- **Extrait fourni**
Madrid, 5 avril 2020
Des-pa-ci-to
(Len-te-ment)
Lettre de Pâques en période de pandémie
Chers confrères :
En ce début de la Semaine Sainte, le chemin vers Pâques, nous vous saluons cordialement. Nous le faisons dans un contexte de la pandémie qui frappe notre monde et qui nous rappelle que nous sommes tous dans la même barque. Cette pandémie nous a tous surpris et nous sommes tous affectés. De façon particulière, nous saluons nos confrères, amis, familles et collaborateurs qui en souffrent de plus près. A tous, nous exprimons notre sympathie et notre proximité spirituelle.
Nous nous sentons vulnérables comme jamais auparavant. Les maux habituels tels que la famine qui ne cesse pas, le drame des réfugiés, les injustices quotidiennes de toutes sortes, les conflits ouverts dans beaucoup d’endroits, l’agression qui continue contre notre planète et tant d’autres situations inhumaines n’avaient guère obtenus une réaction mondiale comme celle-ci. La raison pourrait être que cette fois-ci nous sommes menacés de près, à la première personne : « ma vie » est en danger. Face à cela, la réaction mondiale parait inouïe : confinement, arrêt des activités – jusqu’à présent seulement les métiers «essentiels» –ont été laissés de côté; les rendez-vous et les calendriers ont été supprimés.

- **Travail demandé**
Recopiez à l'identique l'extrait entier de la lettre de Pâques. Servez-vous uniquement de l'extrait ci-dessus.

- **Données sources**
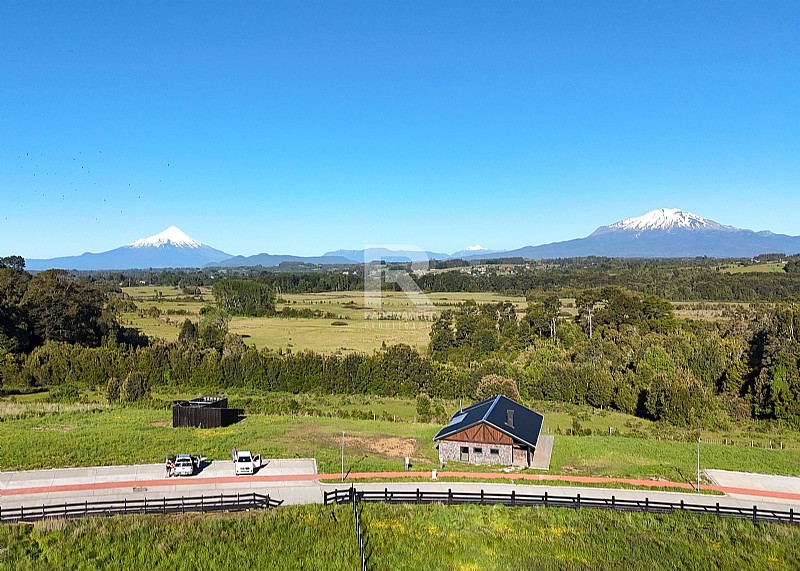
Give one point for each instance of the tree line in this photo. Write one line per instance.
(620, 348)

- **Résultat obtenu**
Madrid, 5 avril 2020
Des-pa-ci-to
(Len-te-ment)
Lettre de Pâques en période de pandémie
Chers confrères :
En ce début de la Semaine Sainte, le chemin vers Pâques, nous vous saluons cordialement. Nous le faisons dans un contexte de la pandémie qui frappe notre monde et qui nous rappelle que nous sommes tous dans la même barque. Cette pandémie nous a tous surpris et nous sommes tous affectés. De façon particulière, nous saluons nos confrères, amis, familles et collaborateurs qui en souffrent de plus près. A tous, nous exprimons notre sympathie et notre proximité spirituelle.
Nous nous sentons vulnérables comme jamais auparavant. Les maux habituels tels que la famine qui ne cesse pas, le drame des réfugiés, les injustices quotidiennes de toutes sortes, les conflits ouverts dans beaucoup d’endroits, l’agression qui continue contre notre planète et tant d’autres situations inhumaines n’avaient guère obtenus une réaction mondiale comme celle-ci. La raison pourrait être que cette fois-ci nous sommes menacés de près, à la première personne : « ma vie » est en danger. Face à cela, la réaction mondiale parait inouïe : confinement, arrêt des activités – jusqu’à présent seulement les métiers «essentiels» –ont été laissés de côté; les rendez-vous et les calendriers ont été supprimés.